**Task to complete**
Transcribe word for word the passage of the S&P 500 prediction text between "The goal of" and "the S&P 500.", inclusive.

**Excerpt provided**
------------------------

# Predicting S&P 500 Movements Using Macroeconomic Indicators

### Team
- **Prathmesh D. Pawar** (GitHub ID: `Prathmesh0312`)
- **Pratik More** (GitHub ID: `Pratikmgit`)
- **Rushikesh Shinde** (GitHub ID: `rushikesh328`)
- **Sai Swetha Lakkoju** (GitHub ID: `Shweta23-rgb`)
- **Shikha A. Singh** (GitHub ID: `ssingh952002`)



## Introduction

The goal of our project is to predict whether the S&P 500 movements, a major U.S. stock market index, will go up or down each day. To do this, we will analyze several factors that might affect the stock market, such as gold and oil prices, currency exchange rates, and the strength of the U.S. dollar. By examining data from the past few years, we want to see if these factors can help predict future movements of the S&P 500.

Traditional models often rely heavily on stock prices, trading volumes, or financial metrics, whereas our model will account for broader economic factors. This more holistic approach provides a comprehensive view of market movements, which could offer a higher degree of accuracy and adaptability, particularly during volatile market periods

### Primary Stakeholders

Our stakeholders include retail investors, financial analysts, FinTech platforms, and corporate leaders. Retail investors can use our predictions to make better investment decisions and manage their finances more effectively. Financial analysts can improve their forecasts by incorporating additional macroeconomic data into their analysis. FinTech platforms can enhance their tools by offering more reliable market predictions to their users. Corporate leaders can use these insights to plan their budgets, allocate resources, and make informed decisions about managing risks in the market. Our project aims to help all these groups make smarter and more confident financial decisions.


### Solution: 

Our solution involves analyzing macroeconomic factors, such as the strength of the US Dollar Index (USIDX), currency exchange rates, gold prices, and crude oil prices, to predict future movements of the S&P 500 index. We created a target variable called binary movement, which categorizes the S&P 500's daily movement as up, down, or unchanged. This solution addresses the needs of our stakeholders by providing a data-driven approach to market predictions. Retail investors can use the predictions to make informed decisions, financial analysts can incorporate additional macroeconomic data into their forecasts, FinTech platforms can enhance their tools with more reliable predictions, and corporate leaders can use the insights for strategic planning and risk management.

------------------------

**Data entries**
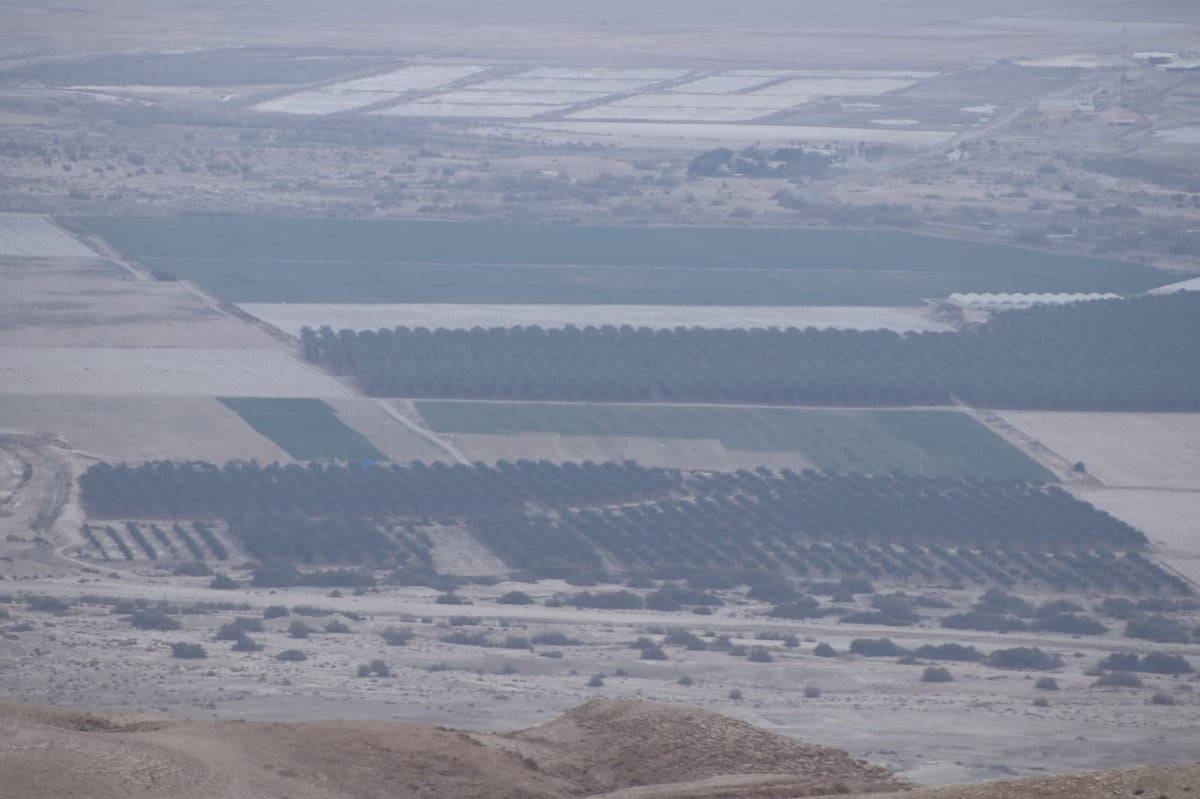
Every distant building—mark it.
[1038,97,1096,113]
[948,292,1121,305]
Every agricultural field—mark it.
[0,258,278,348]
[414,401,1054,481]
[0,346,354,397]
[0,394,289,463]
[1000,410,1200,491]
[70,214,1170,306]
[220,397,386,461]
[0,214,96,258]
[239,302,952,337]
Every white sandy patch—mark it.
[1154,125,1200,144]
[0,347,354,397]
[1075,488,1200,558]
[374,100,568,119]
[428,85,607,106]
[0,214,97,258]
[998,410,1200,489]
[1015,53,1121,70]
[0,395,292,463]
[1146,277,1200,294]
[514,120,954,148]
[253,90,396,116]
[667,74,774,95]
[517,67,688,83]
[239,302,950,336]
[326,64,486,94]
[754,77,919,97]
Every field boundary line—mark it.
[374,400,470,465]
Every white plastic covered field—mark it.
[0,214,97,258]
[1000,410,1200,489]
[239,302,947,336]
[0,347,354,397]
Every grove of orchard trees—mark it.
[301,292,1200,410]
[80,453,1187,593]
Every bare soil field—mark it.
[0,257,278,348]
[2,571,1200,785]
[329,398,455,463]
[0,395,290,463]
[1000,410,1200,489]
[443,433,812,471]
[238,302,953,336]
[0,346,354,397]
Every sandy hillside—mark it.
[0,702,905,799]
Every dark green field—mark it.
[415,401,1055,482]
[66,216,1169,306]
[220,397,388,461]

------------------------

**Response to this task**
The goal of our project is to predict whether the S&P 500 movements, a major U.S. stock market index, will go up or down each day. To do this, we will analyze several factors that might affect the stock market, such as gold and oil prices, currency exchange rates, and the strength of the U.S. dollar. By examining data from the past few years, we want to see if these factors can help predict future movements of the S&P 500.